→ **What you need to do**
Scan the lines below for "building" and copy the matches.

→ **Records for processing**
^^^^^^^^^^^^^^^^

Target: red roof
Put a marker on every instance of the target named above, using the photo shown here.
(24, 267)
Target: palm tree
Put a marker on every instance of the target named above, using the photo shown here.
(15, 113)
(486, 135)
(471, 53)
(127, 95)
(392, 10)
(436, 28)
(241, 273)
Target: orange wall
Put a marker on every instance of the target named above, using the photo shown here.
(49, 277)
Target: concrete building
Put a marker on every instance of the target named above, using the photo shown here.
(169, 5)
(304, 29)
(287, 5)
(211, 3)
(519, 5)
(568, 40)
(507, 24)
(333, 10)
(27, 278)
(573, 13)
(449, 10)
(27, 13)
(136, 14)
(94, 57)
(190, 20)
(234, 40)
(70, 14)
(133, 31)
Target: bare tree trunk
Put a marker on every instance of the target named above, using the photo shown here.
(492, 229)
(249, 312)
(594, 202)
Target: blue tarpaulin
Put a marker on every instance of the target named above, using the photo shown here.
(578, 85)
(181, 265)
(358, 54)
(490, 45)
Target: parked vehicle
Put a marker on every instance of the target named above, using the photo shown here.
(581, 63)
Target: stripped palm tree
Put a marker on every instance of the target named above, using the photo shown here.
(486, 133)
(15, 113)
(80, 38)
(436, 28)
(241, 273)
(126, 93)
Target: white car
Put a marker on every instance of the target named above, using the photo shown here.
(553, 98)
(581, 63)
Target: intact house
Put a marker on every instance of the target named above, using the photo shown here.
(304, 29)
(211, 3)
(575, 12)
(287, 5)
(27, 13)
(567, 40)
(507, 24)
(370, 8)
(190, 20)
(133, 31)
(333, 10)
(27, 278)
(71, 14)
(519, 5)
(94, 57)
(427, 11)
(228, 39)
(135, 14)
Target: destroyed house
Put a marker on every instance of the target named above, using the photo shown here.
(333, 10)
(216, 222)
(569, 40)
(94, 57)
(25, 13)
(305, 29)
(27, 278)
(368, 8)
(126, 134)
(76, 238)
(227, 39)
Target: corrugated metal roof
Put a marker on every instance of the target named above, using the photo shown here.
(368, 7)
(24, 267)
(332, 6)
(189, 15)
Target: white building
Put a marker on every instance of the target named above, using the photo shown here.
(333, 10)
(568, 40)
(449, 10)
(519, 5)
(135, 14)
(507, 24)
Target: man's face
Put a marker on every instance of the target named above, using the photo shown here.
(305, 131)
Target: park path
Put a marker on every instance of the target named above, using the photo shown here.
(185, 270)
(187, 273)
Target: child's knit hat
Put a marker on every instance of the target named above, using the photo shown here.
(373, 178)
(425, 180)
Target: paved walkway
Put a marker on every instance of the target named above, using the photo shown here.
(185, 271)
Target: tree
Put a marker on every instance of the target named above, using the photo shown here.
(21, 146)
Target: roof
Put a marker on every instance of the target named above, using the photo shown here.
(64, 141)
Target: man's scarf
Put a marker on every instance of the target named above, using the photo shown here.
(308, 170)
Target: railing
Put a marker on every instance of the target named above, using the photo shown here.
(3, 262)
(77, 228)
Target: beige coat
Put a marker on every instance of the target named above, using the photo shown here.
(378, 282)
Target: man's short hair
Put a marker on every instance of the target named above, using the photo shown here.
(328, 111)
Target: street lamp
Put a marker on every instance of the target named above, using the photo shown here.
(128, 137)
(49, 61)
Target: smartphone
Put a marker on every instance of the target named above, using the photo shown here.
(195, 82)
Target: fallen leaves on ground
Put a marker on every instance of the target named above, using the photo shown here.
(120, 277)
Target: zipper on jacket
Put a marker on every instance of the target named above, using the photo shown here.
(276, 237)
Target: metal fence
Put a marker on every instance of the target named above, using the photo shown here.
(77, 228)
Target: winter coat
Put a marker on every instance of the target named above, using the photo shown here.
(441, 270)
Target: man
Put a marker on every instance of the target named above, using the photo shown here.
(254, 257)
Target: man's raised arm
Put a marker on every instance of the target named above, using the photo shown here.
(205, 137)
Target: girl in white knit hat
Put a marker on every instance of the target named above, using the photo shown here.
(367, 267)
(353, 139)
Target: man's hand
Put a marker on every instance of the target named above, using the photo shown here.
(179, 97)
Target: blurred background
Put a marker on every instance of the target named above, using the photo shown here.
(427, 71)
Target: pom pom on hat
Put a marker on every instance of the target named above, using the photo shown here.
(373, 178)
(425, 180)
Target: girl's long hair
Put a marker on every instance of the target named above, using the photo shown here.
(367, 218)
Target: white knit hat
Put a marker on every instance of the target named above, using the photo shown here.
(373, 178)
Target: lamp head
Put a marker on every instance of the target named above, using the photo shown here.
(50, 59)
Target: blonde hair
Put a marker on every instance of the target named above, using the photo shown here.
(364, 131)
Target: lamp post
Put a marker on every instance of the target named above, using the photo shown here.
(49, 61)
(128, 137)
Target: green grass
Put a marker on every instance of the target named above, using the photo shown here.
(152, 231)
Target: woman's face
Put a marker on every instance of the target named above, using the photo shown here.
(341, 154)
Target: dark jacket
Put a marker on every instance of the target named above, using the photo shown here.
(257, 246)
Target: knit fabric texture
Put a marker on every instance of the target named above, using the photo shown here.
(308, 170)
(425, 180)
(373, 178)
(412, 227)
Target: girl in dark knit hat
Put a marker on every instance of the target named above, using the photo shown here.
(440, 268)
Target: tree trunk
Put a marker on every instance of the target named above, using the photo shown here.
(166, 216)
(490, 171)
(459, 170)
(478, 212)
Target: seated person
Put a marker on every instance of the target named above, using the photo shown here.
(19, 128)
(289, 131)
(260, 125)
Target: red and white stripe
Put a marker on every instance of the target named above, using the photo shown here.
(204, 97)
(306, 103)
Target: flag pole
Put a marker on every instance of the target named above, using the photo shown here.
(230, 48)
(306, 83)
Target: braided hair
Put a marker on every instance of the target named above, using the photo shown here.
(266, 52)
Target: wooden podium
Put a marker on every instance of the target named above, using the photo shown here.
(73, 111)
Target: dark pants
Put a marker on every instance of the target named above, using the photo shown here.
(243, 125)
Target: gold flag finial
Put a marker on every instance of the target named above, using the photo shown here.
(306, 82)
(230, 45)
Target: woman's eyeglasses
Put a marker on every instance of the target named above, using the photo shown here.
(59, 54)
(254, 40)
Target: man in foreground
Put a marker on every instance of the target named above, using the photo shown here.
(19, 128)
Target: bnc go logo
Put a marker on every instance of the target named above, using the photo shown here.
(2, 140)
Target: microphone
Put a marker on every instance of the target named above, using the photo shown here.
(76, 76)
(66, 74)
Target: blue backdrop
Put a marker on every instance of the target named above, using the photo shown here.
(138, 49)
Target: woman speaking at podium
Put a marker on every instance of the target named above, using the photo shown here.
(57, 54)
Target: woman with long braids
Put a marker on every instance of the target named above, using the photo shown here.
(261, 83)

^^^^^^^^^^^^^^^^

→ **Solved problem**
Target: concrete building
Target: white building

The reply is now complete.